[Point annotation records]
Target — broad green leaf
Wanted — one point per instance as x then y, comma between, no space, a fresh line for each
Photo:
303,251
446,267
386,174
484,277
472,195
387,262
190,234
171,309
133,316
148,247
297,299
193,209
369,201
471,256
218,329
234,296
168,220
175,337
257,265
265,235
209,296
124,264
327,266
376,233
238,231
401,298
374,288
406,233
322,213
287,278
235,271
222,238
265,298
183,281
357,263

WRITTEN REQUEST >> Render every line of the records above as a numbered list, leaving out any blank lines.

WRITTEN ANSWER >>
1. Target — broad green leaf
2. Wanted — one point per instance as x then y, comma between, no space, a fresh line for each
3. Photo:
4. 303,251
5. 446,267
6. 386,174
7. 484,277
8. 472,195
9. 387,262
10. 190,234
11. 171,309
12. 133,316
13. 148,247
14. 297,299
15. 193,209
16. 369,201
17. 471,256
18. 218,329
19. 234,296
20. 168,220
21. 175,337
22. 257,265
23. 265,235
24. 209,296
25. 124,264
26. 327,266
27. 376,233
28. 238,231
29. 401,298
30. 374,288
31. 406,233
32. 322,213
33. 287,278
34. 235,271
35. 222,238
36. 265,298
37. 183,281
38. 357,263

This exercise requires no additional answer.